▸ **EXERCISE DIRECTIONS**: Arrange the lines below into a Markdown table with the columns Row and Line, numbering each row and skipping any blank lines. Leave the pictures out of the answer.

▸ **DATA EXCERPTS**:
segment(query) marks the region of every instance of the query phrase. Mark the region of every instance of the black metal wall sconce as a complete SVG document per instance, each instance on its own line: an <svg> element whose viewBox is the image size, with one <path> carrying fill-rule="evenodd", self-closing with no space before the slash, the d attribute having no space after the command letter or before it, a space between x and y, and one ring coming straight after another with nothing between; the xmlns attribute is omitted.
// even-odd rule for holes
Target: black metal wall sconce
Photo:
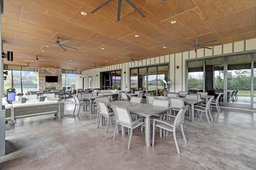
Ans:
<svg viewBox="0 0 256 170"><path fill-rule="evenodd" d="M7 51L7 53L5 54L4 52L2 52L2 58L6 58L8 61L13 61L13 53L12 51Z"/></svg>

▸ **RIGHT ANSWER**:
| Row | Line |
|---|---|
| 1 | segment(query) marks the region of every instance of the query phrase. Mark the region of every instance of the black metal wall sconce as a complete SVG document per instance, each instance on its own line: an <svg> element whose viewBox is the image size, with one <path> carrying fill-rule="evenodd", self-closing with no space before the slash, the d attribute having no space after the command letter or before it, a space between x and y, and one ring coming straight after another with nothing between; the xmlns attribute is omitted. |
| 2 | // even-odd rule for holes |
| 3 | Target: black metal wall sconce |
| 4 | Photo: |
| 5 | Ans: |
| 6 | <svg viewBox="0 0 256 170"><path fill-rule="evenodd" d="M7 51L7 53L5 54L4 52L2 52L2 58L6 58L8 61L13 61L13 53L12 51Z"/></svg> |